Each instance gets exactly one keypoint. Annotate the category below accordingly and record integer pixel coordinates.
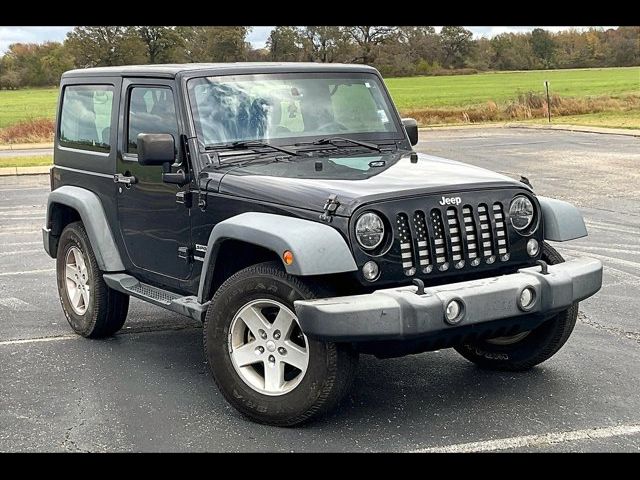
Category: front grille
(451, 238)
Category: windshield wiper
(249, 144)
(332, 140)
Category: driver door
(154, 228)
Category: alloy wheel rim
(77, 280)
(267, 347)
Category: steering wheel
(334, 124)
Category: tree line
(395, 51)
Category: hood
(307, 182)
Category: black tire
(539, 345)
(331, 366)
(107, 309)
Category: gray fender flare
(89, 206)
(562, 220)
(317, 248)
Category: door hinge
(185, 198)
(330, 207)
(185, 253)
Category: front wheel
(92, 308)
(263, 363)
(525, 349)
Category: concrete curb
(25, 146)
(535, 126)
(6, 171)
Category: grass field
(26, 161)
(625, 119)
(467, 90)
(19, 105)
(605, 97)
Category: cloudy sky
(257, 37)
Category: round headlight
(521, 212)
(369, 230)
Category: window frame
(129, 85)
(86, 86)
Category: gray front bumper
(399, 313)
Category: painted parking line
(38, 340)
(17, 305)
(542, 440)
(19, 244)
(16, 252)
(27, 272)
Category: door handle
(127, 180)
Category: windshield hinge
(330, 207)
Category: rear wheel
(263, 363)
(525, 349)
(92, 309)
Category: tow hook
(420, 284)
(544, 268)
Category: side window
(85, 120)
(151, 110)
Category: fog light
(453, 312)
(527, 298)
(370, 270)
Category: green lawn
(18, 105)
(463, 90)
(412, 93)
(625, 119)
(26, 161)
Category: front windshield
(289, 106)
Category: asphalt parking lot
(147, 388)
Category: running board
(188, 306)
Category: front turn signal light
(287, 257)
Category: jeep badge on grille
(450, 201)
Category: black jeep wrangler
(283, 205)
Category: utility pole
(546, 86)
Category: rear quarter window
(85, 118)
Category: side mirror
(411, 127)
(156, 149)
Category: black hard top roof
(171, 70)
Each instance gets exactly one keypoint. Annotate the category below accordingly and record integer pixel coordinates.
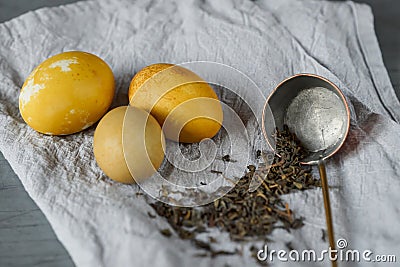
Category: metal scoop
(316, 111)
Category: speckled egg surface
(67, 93)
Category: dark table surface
(27, 239)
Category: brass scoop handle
(327, 205)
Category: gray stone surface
(26, 238)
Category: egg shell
(128, 145)
(182, 102)
(67, 93)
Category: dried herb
(248, 215)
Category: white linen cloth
(102, 223)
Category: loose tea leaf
(245, 215)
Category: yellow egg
(128, 150)
(181, 101)
(67, 93)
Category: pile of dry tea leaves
(247, 215)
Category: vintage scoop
(317, 112)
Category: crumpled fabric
(102, 223)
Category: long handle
(327, 205)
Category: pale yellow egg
(181, 101)
(128, 144)
(67, 93)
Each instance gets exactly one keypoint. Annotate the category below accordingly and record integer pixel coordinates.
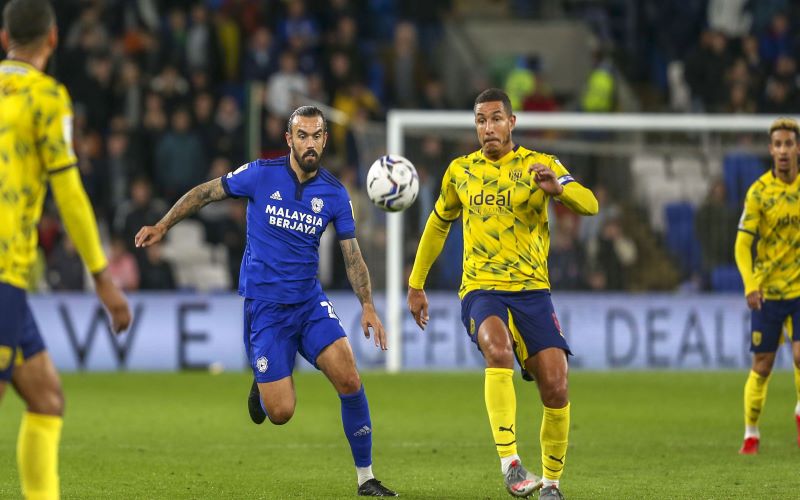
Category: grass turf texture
(187, 435)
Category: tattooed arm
(358, 274)
(189, 204)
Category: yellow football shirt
(772, 213)
(506, 232)
(35, 141)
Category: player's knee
(498, 355)
(49, 401)
(554, 392)
(279, 415)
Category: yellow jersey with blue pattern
(504, 217)
(35, 142)
(772, 214)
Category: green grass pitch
(634, 435)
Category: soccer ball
(392, 183)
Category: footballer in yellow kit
(771, 279)
(36, 151)
(501, 192)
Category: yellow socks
(553, 438)
(37, 456)
(755, 393)
(797, 387)
(501, 404)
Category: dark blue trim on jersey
(225, 187)
(442, 218)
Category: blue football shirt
(285, 219)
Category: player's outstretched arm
(572, 194)
(189, 204)
(358, 274)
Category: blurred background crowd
(170, 93)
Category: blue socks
(357, 426)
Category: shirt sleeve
(751, 214)
(343, 218)
(448, 205)
(242, 182)
(53, 124)
(575, 196)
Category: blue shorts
(766, 325)
(274, 334)
(529, 316)
(19, 336)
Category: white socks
(505, 462)
(364, 474)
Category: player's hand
(369, 318)
(754, 300)
(418, 305)
(546, 179)
(113, 300)
(149, 235)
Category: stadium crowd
(163, 91)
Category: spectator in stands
(705, 70)
(715, 225)
(566, 262)
(260, 59)
(273, 141)
(202, 46)
(204, 127)
(128, 93)
(179, 160)
(229, 131)
(122, 265)
(156, 273)
(286, 87)
(612, 253)
(65, 267)
(599, 96)
(777, 40)
(404, 68)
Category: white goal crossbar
(398, 122)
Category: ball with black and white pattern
(392, 183)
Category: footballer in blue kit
(291, 200)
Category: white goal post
(399, 121)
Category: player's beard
(308, 163)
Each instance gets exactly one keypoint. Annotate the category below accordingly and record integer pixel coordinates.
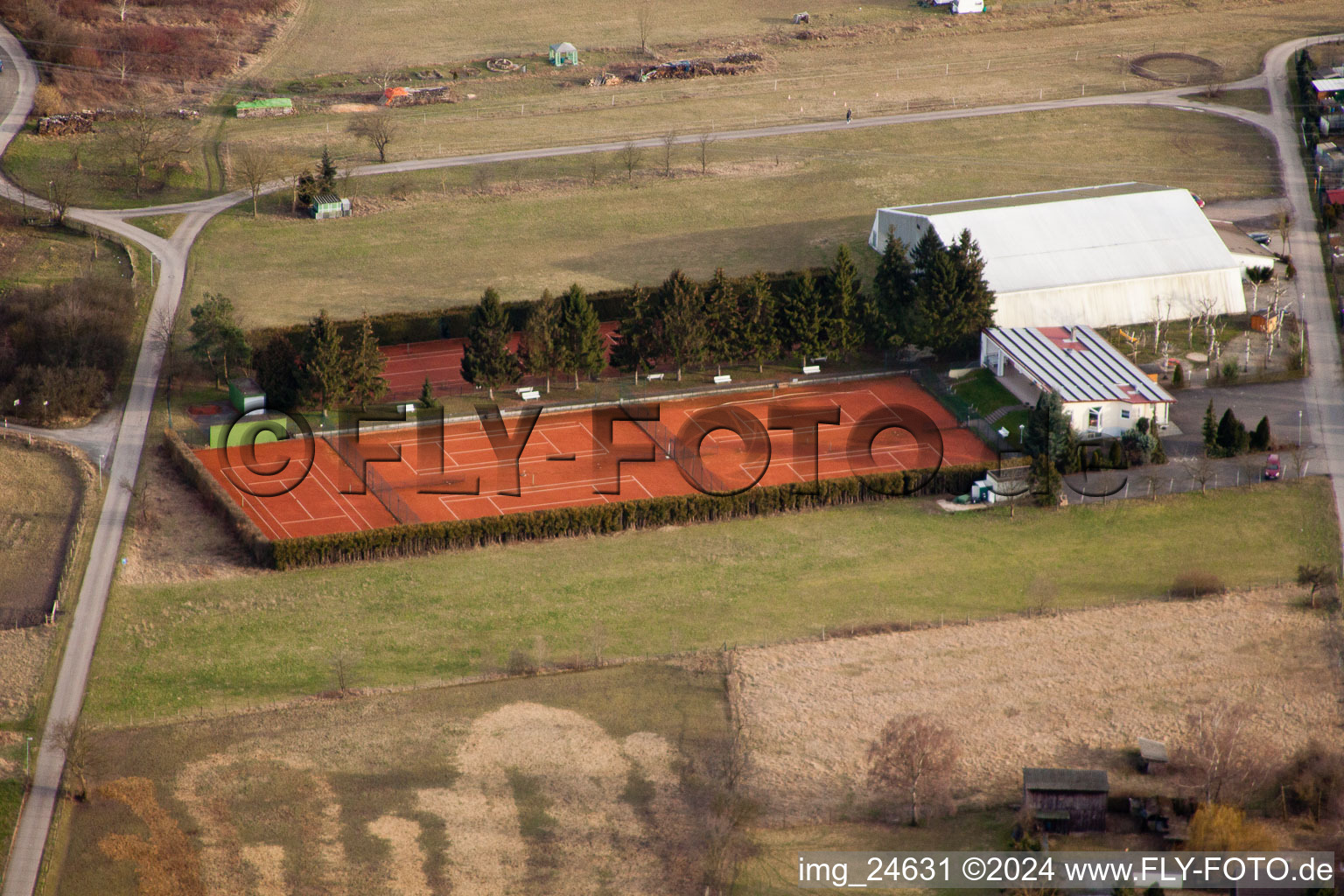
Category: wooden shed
(330, 206)
(246, 396)
(1152, 757)
(1066, 801)
(564, 54)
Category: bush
(1313, 782)
(1196, 584)
(599, 519)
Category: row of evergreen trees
(934, 298)
(318, 368)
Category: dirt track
(1071, 690)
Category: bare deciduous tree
(704, 141)
(631, 156)
(668, 143)
(913, 760)
(255, 165)
(597, 640)
(344, 664)
(1215, 754)
(60, 191)
(69, 737)
(644, 23)
(378, 128)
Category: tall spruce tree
(486, 361)
(721, 320)
(805, 318)
(1210, 430)
(759, 335)
(894, 285)
(326, 363)
(538, 349)
(682, 308)
(579, 336)
(637, 351)
(845, 315)
(368, 363)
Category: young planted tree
(1210, 429)
(538, 349)
(721, 320)
(684, 333)
(253, 165)
(579, 336)
(368, 363)
(845, 315)
(488, 360)
(913, 763)
(805, 320)
(217, 339)
(378, 128)
(326, 363)
(148, 140)
(759, 338)
(639, 346)
(895, 303)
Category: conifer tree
(488, 360)
(682, 308)
(579, 336)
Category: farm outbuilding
(1102, 393)
(564, 54)
(1066, 801)
(1096, 256)
(265, 108)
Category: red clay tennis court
(564, 462)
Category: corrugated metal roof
(275, 102)
(1081, 780)
(1073, 236)
(1077, 363)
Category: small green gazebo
(564, 54)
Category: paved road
(17, 89)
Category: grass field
(984, 391)
(46, 256)
(39, 499)
(173, 648)
(772, 205)
(569, 785)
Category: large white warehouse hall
(1095, 256)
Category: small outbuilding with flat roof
(1102, 393)
(1066, 801)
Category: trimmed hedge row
(426, 537)
(396, 328)
(253, 537)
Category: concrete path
(17, 90)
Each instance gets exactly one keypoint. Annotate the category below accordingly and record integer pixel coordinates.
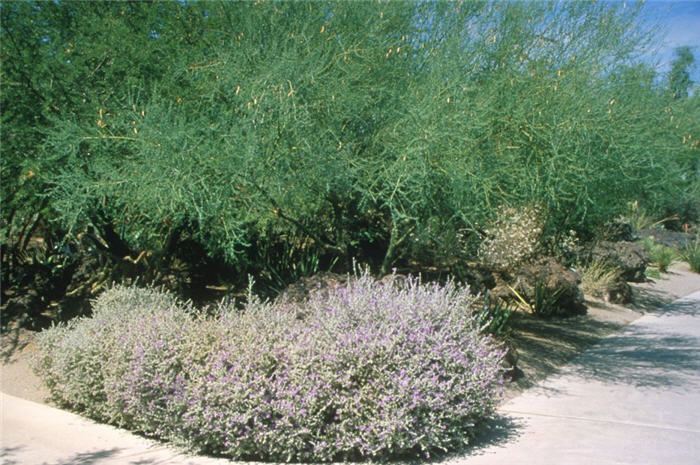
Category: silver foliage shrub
(367, 371)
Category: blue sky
(679, 24)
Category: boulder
(479, 277)
(630, 258)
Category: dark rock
(619, 292)
(629, 257)
(480, 278)
(510, 361)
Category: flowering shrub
(512, 238)
(366, 371)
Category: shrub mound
(362, 371)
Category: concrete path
(632, 399)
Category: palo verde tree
(271, 133)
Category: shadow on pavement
(87, 458)
(546, 345)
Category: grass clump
(660, 256)
(364, 372)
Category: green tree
(270, 133)
(679, 78)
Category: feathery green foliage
(296, 129)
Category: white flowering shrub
(512, 238)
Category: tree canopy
(270, 132)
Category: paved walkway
(632, 399)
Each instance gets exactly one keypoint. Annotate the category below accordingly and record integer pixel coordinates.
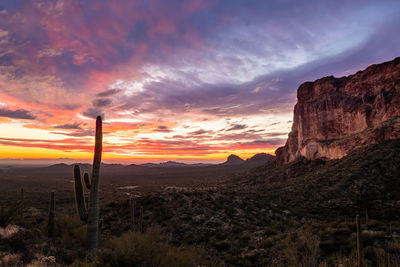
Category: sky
(191, 80)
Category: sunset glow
(192, 81)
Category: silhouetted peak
(233, 159)
(260, 157)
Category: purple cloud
(17, 114)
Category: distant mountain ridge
(232, 159)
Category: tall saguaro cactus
(90, 215)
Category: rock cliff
(333, 116)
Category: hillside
(334, 116)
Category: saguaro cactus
(52, 212)
(359, 242)
(90, 215)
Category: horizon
(68, 161)
(191, 82)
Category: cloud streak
(200, 73)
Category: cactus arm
(87, 181)
(79, 199)
(93, 219)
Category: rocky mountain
(334, 116)
(233, 160)
(260, 157)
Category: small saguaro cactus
(90, 213)
(359, 242)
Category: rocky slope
(333, 116)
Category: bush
(302, 249)
(136, 249)
(9, 212)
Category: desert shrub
(137, 249)
(70, 232)
(301, 249)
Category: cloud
(17, 114)
(237, 127)
(109, 92)
(101, 102)
(93, 113)
(75, 125)
(162, 129)
(193, 62)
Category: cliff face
(336, 115)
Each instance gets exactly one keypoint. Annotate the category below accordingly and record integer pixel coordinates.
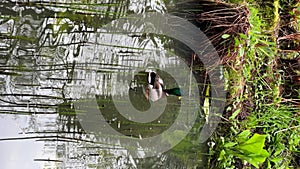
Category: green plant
(245, 148)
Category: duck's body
(154, 89)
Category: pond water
(72, 82)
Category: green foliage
(245, 148)
(254, 77)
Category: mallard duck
(155, 88)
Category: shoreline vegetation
(260, 53)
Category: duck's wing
(156, 94)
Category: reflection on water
(54, 53)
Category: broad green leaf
(243, 136)
(254, 144)
(225, 36)
(230, 144)
(234, 114)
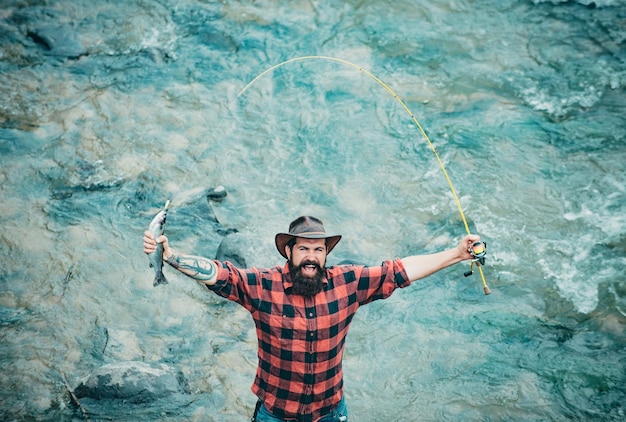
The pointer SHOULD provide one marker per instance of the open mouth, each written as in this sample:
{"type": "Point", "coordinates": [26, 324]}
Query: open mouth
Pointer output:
{"type": "Point", "coordinates": [309, 269]}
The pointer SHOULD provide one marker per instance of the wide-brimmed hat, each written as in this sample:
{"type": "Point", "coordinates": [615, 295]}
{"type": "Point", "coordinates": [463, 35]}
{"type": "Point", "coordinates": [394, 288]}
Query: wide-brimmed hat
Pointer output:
{"type": "Point", "coordinates": [309, 228]}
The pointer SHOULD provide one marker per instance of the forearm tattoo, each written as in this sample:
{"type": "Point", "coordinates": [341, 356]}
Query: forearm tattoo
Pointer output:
{"type": "Point", "coordinates": [201, 269]}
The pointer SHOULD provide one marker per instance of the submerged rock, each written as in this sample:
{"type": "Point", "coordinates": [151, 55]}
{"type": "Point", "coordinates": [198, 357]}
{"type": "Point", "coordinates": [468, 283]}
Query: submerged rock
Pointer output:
{"type": "Point", "coordinates": [59, 41]}
{"type": "Point", "coordinates": [133, 382]}
{"type": "Point", "coordinates": [239, 249]}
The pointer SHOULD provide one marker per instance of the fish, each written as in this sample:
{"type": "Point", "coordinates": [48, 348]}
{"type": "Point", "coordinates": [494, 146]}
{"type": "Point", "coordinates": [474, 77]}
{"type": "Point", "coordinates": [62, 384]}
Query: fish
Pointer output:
{"type": "Point", "coordinates": [157, 228]}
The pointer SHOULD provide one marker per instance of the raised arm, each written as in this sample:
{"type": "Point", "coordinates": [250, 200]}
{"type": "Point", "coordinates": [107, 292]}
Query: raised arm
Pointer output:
{"type": "Point", "coordinates": [420, 266]}
{"type": "Point", "coordinates": [201, 269]}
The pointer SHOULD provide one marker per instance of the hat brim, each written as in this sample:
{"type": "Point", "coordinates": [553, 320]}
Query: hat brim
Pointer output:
{"type": "Point", "coordinates": [283, 238]}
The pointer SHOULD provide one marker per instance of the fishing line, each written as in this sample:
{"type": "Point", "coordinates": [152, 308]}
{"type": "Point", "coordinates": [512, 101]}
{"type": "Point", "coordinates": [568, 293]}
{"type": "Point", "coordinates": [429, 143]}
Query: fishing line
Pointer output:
{"type": "Point", "coordinates": [480, 260]}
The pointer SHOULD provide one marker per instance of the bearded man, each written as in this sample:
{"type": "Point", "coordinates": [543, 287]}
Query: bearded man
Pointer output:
{"type": "Point", "coordinates": [302, 312]}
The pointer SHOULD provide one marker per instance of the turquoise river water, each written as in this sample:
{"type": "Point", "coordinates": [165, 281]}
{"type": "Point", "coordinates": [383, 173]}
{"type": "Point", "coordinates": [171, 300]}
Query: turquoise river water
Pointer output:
{"type": "Point", "coordinates": [110, 108]}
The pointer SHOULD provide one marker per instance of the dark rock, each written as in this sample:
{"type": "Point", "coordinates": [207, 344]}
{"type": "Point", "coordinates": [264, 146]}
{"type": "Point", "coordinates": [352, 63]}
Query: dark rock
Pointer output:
{"type": "Point", "coordinates": [133, 382]}
{"type": "Point", "coordinates": [217, 194]}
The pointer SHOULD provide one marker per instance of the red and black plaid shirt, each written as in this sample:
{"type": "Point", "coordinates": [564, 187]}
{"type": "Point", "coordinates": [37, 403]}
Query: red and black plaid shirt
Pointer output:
{"type": "Point", "coordinates": [301, 339]}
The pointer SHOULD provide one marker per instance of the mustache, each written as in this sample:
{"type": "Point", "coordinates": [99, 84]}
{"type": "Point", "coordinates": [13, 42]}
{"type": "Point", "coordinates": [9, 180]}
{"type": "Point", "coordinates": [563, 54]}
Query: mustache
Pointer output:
{"type": "Point", "coordinates": [313, 263]}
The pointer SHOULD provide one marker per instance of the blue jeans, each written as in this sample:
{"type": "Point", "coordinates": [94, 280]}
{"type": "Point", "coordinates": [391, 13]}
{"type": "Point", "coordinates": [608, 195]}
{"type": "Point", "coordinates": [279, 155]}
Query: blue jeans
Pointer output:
{"type": "Point", "coordinates": [338, 414]}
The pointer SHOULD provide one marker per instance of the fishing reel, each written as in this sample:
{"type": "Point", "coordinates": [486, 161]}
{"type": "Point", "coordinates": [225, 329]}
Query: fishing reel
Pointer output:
{"type": "Point", "coordinates": [478, 251]}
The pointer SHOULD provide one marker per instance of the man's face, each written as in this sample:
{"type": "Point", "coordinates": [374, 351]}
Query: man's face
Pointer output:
{"type": "Point", "coordinates": [306, 266]}
{"type": "Point", "coordinates": [307, 251]}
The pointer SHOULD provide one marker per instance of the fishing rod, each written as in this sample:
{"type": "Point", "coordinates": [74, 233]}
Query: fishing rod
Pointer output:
{"type": "Point", "coordinates": [478, 250]}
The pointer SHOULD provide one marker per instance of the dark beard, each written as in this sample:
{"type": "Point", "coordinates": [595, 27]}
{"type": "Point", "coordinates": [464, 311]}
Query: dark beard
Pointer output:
{"type": "Point", "coordinates": [303, 285]}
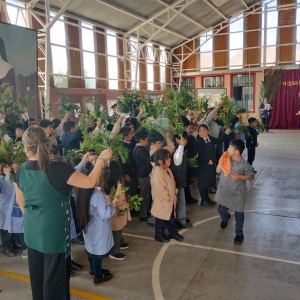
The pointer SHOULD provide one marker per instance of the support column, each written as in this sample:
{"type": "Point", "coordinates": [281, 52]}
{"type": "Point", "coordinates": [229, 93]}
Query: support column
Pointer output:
{"type": "Point", "coordinates": [101, 61]}
{"type": "Point", "coordinates": [121, 83]}
{"type": "Point", "coordinates": [75, 61]}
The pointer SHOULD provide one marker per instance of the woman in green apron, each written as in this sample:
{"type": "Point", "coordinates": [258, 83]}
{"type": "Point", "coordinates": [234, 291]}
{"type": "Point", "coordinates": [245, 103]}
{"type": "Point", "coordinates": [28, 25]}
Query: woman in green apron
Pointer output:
{"type": "Point", "coordinates": [42, 192]}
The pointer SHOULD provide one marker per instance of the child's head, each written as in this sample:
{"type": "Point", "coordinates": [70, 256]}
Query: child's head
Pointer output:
{"type": "Point", "coordinates": [112, 175]}
{"type": "Point", "coordinates": [47, 125]}
{"type": "Point", "coordinates": [177, 137]}
{"type": "Point", "coordinates": [203, 130]}
{"type": "Point", "coordinates": [127, 134]}
{"type": "Point", "coordinates": [252, 122]}
{"type": "Point", "coordinates": [162, 158]}
{"type": "Point", "coordinates": [236, 147]}
{"type": "Point", "coordinates": [19, 130]}
{"type": "Point", "coordinates": [156, 139]}
{"type": "Point", "coordinates": [69, 126]}
{"type": "Point", "coordinates": [141, 137]}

[Do this]
Your task is to extract the lines running from the one with "of the child's" to the end of the material, inclusive, copying each exactly and adding nothing.

[Full solution]
The pointer SHOULD provide one marker per instance of the child's head, each written as in this sample:
{"type": "Point", "coordinates": [70, 256]}
Query: child's head
Pointer output:
{"type": "Point", "coordinates": [112, 175]}
{"type": "Point", "coordinates": [47, 125]}
{"type": "Point", "coordinates": [177, 137]}
{"type": "Point", "coordinates": [203, 130]}
{"type": "Point", "coordinates": [127, 134]}
{"type": "Point", "coordinates": [252, 122]}
{"type": "Point", "coordinates": [162, 158]}
{"type": "Point", "coordinates": [236, 147]}
{"type": "Point", "coordinates": [19, 130]}
{"type": "Point", "coordinates": [156, 139]}
{"type": "Point", "coordinates": [69, 126]}
{"type": "Point", "coordinates": [141, 137]}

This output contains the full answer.